#### [Extrait]
------------------------------------------------

Des couilles aussi grosses que velues donc, parce que l'ombre d'un ratage massif à la John Carter, bien plus que l'aura populaire des zombies en ce moment (merci Walking Dead), pointait salement le bout de son nez dans la psyché de tous les cinéphiles à chaque fois que le titre du métrage se voyait prononcé.
Fort heureusement après vision, World War Z est loin, très loin d'incarner un plantage digne de ce nom.
Mieux même il arrive à être dans sa globalité, savoureusement convaincant, si on en oublie volontairement un dernier tiers foutrement ridicule, qui dénature complétement avec l'heure et demie d'excellence offerte auparavant.
Parce qu'avant même toutes les galères qui auront entourés sa prod, le film était quand même un putain de pari, une adaptation de l'impossible du pavé littéraire adulé du rejeton de Mel Brooks, Max Brooks, dénué d'intrigues et uniquement basé sur une multitude de vignettes.

------------------------------------------------

#### [Données extraites]
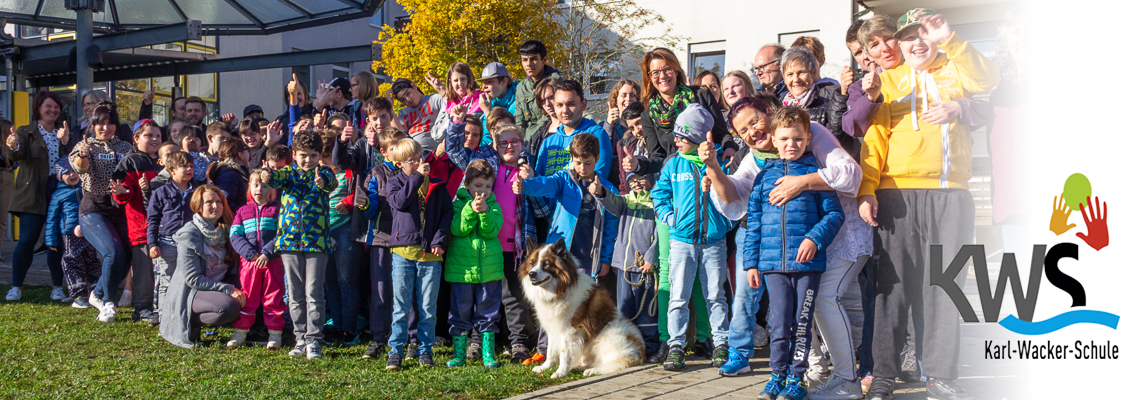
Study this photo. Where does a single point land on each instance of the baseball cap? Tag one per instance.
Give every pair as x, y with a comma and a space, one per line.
494, 70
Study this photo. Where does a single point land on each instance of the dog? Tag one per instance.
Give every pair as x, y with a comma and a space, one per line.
584, 327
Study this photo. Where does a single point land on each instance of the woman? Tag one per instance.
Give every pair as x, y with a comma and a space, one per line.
103, 221
196, 295
822, 99
37, 147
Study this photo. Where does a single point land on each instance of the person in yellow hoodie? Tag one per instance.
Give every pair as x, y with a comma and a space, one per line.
914, 192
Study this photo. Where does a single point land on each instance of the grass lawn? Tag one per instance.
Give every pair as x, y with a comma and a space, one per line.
53, 350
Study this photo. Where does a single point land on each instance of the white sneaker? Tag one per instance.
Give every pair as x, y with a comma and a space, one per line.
237, 340
125, 300
837, 389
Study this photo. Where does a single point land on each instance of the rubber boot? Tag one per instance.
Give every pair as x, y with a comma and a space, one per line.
461, 351
489, 350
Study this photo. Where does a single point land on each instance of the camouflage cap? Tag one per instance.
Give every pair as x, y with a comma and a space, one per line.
911, 18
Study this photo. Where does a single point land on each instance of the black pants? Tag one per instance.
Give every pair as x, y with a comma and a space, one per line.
910, 221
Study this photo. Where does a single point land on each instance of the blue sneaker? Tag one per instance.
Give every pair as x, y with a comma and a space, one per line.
773, 388
737, 365
794, 389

------------------------------------------------

#### [Consignes]
[a] Selon la critique de World War Z, pourquoi le film représentait-il un pari avant même les difficultés de sa production ?
[b] Modifiez le passage de la critique de World War Z depuis « Parce qu'avant même » jusqu'à « multitude de vignettes. » inclus, en remplaçant « pavé littéraire » par « roman ».

#### [Réponses]
[a] Il s'agissait d'adapter un livre jugé inadaptable, l'ouvrage adulé de Max Brooks, fils de Mel Brooks. Ce livre n'a pas d'intrigue et repose uniquement sur une multitude de vignettes.

[b]
Parce qu'avant même toutes les galères qui auront entourés sa prod, le film était quand même un putain de pari, une adaptation de l'impossible du roman adulé du rejeton de Mel Brooks, Max Brooks, dénué d'intrigues et uniquement basé sur une multitude de vignettes.